*EXTRAIT*.

Ils ont pour noms cormier, poirier, châtaignier, tilleul, charme ou merisier. Ces feuillus forestiers, qualifiés de divers ou précieux, souffrent de leur isolement économique, voire géographique. Dans son numéro de septembre 2019, Forêts de France braque les projecteurs sur ces oubliés des marchés.
Le marché des bois de feuillus est loin de refléter la diversité de la forêt française. Le chêne et, dans une moindre mesure, le hêtre focalisent l’attention des acteurs économiques. Quid des feuillus divers et des feuillus précieux que les anciens savaient récolter et valoriser ? Les volumes prélevés de bois d’œuvre de châtaignier, merisier, charme, érable, tilleul ou noyer ont drastiquement diminué ces 20 dernières années ; l’utilisation de ces bois autrefois transformés localement s’est peu à peu étiolée. Désormais, ils n’entrent plus dans les cases du marché standardisé.
Un désamour aux raisons multiples
Dans son numéro de la rentrée 2019, Forêts de France consacre un dossier complet à ces essences secondaires. Les raisons de ce désamour sont multiples. Elles tiennent à l’histoire et à l’écrasante domination du chêne. Aujourd’hui, l’explication la plus évidente est économique. À de rares exceptions près, les marchés nationaux ne s’intéressent plus à ces essences. Sorbiers, tilleuls, aulnes, poiriers, érables, alisiers sont disséminés dans les forêts, donc compliqués à mobiliser, parfois à transformer. Ils restent difficiles à commercialiser, faute de débouchés solides et durables.

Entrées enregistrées
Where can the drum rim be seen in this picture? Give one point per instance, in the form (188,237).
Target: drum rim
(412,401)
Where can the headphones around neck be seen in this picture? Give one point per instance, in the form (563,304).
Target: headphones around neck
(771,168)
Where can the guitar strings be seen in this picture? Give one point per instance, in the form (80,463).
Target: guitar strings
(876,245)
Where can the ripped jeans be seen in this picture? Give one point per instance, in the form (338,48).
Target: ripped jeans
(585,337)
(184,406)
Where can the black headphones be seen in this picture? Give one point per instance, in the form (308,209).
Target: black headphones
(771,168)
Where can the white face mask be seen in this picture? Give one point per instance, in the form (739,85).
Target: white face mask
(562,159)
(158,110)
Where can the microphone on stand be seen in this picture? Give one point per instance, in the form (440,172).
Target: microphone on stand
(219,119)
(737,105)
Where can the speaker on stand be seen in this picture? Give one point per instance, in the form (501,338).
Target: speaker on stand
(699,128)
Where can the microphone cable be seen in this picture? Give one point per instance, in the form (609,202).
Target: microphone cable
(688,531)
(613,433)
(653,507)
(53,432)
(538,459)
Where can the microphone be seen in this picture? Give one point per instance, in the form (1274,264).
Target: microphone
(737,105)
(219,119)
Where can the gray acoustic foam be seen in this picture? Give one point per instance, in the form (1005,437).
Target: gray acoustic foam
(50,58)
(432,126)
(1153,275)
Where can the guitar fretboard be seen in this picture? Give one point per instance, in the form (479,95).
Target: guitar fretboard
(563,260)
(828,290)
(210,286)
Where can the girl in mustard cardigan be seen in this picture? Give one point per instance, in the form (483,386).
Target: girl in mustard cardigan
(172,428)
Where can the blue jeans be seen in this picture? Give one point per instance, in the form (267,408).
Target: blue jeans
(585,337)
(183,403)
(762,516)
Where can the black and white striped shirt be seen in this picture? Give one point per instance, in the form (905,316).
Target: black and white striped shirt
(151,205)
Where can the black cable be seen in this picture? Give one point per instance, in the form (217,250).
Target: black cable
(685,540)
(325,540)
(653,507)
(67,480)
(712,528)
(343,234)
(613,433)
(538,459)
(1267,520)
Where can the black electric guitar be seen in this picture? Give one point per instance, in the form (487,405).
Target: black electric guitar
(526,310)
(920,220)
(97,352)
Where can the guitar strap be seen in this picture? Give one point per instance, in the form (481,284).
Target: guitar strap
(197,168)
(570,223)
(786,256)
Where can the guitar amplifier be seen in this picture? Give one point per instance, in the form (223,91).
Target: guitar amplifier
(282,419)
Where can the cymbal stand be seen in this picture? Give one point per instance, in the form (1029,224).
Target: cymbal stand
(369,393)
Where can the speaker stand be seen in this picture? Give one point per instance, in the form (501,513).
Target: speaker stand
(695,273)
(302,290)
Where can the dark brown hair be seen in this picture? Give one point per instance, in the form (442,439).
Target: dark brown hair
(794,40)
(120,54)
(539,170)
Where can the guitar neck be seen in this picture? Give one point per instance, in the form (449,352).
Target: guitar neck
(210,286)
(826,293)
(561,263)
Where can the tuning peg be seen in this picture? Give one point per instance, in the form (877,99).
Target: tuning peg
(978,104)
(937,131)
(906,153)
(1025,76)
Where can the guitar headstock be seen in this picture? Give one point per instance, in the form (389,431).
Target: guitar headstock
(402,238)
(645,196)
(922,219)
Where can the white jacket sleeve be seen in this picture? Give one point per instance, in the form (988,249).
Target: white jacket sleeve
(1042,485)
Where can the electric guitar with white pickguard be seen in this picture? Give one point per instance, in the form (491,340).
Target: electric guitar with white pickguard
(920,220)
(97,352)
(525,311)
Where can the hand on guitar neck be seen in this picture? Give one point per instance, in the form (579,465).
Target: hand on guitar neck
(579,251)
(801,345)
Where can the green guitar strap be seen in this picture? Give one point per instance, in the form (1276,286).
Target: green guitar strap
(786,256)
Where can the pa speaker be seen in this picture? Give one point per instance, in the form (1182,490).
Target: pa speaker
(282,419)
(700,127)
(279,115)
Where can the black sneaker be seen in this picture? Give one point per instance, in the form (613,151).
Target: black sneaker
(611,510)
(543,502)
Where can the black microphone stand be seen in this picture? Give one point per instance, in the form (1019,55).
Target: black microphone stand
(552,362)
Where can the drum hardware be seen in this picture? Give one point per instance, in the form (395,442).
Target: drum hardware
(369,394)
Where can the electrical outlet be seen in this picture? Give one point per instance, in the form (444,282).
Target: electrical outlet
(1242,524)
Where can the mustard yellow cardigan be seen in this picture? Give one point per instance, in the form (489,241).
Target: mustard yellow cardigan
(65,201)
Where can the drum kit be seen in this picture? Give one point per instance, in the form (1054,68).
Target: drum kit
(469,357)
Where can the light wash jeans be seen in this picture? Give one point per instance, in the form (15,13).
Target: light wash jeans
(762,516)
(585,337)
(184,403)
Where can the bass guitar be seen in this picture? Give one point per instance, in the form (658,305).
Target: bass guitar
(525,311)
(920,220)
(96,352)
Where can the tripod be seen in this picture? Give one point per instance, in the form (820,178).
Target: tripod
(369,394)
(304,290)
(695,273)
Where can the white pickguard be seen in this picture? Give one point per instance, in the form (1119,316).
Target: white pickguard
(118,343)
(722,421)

*CONSIGNES*.
A. Relevez, dans l'extrait sur les feuillus forestiers, toutes les essences nommées dans la phrase qui commence par « Ils ont pour noms ».
B. Poursuivez l'article sur les feuillus divers et précieux à la suite de sa dernière phrase.

*RÉPONSES*.
A. cormier, poirier, châtaignier, tilleul, charme, merisier

B.
Les responsabilités se sont diluées dans le passé récent des 40 dernières années. La disparition progressive des petites scieries de proximité a joué un rôle indéniable, mais il faut chercher l’explication majeure dans le changement des habitudes de consommation. Le meuble massif n’a plus la cote, les fruitiers aux tons prononcés n’ont plus la faveur des architectes d’intérieur, les marchés de niche dont bénéficiaient certains feuillus ont disparu. Marchands de bois, scieurs et gestionnaires forestiers s’accordent sur ces symptômes.
Une diversité à préserver
Quand les prix de vente de bois se montraient favorables, les propriétaires ont planté des précieux. Difficile de résister à l’appel de la diversité quand flambent les cours d’un alisier ou d’un érable ondé. Et pourquoi n’aurait-on pas planté de frêne il y a 30 ans ? Comment pouvait-on deviner qu’un champignon voyageur viendrait décimer ce capital ?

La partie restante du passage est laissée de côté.